[Text for analysis]
===

ALUNBRIG demonstrated a confirmed intracranial overall response rate (ORR) of 78% in patients with measurable brain metastases at baseline, compared with 26% in patients treated with crizotinib, while the duration of remission was 27.9 months versus 9.2 months. ALUNBRIG prolonged PFS in patients with measurable brain metastases at baseline, with a median PFS of 24 months as assessed by an independent review committee, compared with 5.6 months in the crizotinib group (HR=0.25, P<0.0001), thereby significantly reducing the risk of disease progression or death by 75%. ALUNBRIG demonstrated a 4-year overall survival (OS) rate of 71% in patients with measurable brain metastases at baseline, and lowered the risk of death by 57% (4-year OS rate in the crizotinib group was 44%, HR=0.43, P=0.02). The adverse reactions were mostly mild, with a well-tolerated safety profile in long-term use. Based on the efficacy and safety data, ALUNBRIG is the first ALK inhibitor that has been clinically proven to significantly improve and maintain the quality of life for patients compared with the control group. It brought benefits to patients in both survival and quality of life.

===

[Records shown]

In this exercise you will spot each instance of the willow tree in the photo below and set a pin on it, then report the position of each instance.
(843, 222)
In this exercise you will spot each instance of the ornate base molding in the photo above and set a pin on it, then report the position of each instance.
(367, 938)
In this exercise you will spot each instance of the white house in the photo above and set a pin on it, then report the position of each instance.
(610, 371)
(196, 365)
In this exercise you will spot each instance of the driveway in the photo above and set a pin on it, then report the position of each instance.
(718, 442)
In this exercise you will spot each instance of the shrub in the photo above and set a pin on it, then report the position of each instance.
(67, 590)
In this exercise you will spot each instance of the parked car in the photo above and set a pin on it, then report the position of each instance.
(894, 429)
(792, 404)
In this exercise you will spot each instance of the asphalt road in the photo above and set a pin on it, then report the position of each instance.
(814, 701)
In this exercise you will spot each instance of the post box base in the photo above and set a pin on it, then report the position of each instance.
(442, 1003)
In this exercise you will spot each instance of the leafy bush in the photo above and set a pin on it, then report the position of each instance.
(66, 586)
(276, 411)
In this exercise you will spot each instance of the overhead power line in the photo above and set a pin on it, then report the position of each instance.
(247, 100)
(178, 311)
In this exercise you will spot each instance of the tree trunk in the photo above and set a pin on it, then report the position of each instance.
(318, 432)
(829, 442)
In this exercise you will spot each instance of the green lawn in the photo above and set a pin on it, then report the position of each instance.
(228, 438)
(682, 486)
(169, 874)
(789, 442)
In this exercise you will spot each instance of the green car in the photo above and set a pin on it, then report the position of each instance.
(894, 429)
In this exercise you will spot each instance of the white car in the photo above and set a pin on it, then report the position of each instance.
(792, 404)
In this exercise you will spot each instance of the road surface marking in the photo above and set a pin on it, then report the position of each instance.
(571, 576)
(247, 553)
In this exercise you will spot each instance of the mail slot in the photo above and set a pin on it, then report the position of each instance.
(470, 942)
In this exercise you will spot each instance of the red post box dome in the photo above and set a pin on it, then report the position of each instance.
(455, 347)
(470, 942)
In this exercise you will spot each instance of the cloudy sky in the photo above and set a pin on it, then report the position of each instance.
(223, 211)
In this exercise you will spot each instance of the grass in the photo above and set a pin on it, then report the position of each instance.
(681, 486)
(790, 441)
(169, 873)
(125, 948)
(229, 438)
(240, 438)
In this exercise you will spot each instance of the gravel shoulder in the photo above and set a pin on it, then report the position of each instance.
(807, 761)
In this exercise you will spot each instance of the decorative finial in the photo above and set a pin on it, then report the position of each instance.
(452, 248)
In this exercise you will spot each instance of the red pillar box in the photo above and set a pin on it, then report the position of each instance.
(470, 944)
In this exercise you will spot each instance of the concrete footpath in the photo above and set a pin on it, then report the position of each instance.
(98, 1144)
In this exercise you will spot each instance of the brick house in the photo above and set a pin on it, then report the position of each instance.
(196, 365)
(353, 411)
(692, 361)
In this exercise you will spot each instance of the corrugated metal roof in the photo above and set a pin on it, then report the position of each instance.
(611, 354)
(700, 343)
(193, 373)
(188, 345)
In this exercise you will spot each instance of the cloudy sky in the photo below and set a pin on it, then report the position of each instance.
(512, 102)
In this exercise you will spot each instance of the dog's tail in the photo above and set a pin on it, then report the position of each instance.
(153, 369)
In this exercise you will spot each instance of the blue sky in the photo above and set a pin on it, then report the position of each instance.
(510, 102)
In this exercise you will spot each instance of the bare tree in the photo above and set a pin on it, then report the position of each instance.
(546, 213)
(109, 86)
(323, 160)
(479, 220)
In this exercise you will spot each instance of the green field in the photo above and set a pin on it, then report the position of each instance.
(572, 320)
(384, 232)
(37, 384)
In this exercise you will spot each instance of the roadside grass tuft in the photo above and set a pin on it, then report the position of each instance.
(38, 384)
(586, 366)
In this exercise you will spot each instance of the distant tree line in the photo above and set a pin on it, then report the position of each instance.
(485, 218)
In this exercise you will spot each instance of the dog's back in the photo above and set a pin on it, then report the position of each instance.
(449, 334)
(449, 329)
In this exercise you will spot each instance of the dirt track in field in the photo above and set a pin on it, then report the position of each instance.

===

[Activity] Continue the passage above on ALUNBRIG's trial results, starting right after its last sentence.

[Answer for the task]
“Today’s approval of ALUNBRIG is an important milestone in expanding treatment options for patients with ALK+NSCLC in China,” said Awny Farajallah, MD, Head, Global Medical Affairs Oncology, Takeda Oncology. “Takeda is proud to deliver on our commitment to people living with lung cancer in China as we strive to bring new oncology therapies to patients around the globe.”
Sean Shan, President of Takeda China, said, “We appreciate the Chinese government’s strong support which enabling us to launch ALUNBRIG® (brigatinib) in China quickly to benefit patients with ALK-positive non-small cell lung cancer. ALUNBRIG® (brigatinib) is our first therapy for Chinese patients with lung cancer, and this approval marks another milestone for us in the field of oncology in China. As a patient-first, values-based, R&D-driven global biopharmaceutical company, Takeda will continue to accelerate the access to innovative treatments, and work with all partners to address the unmet medical needs, and contribute to the ‘Healthy China 2030 initiative’.”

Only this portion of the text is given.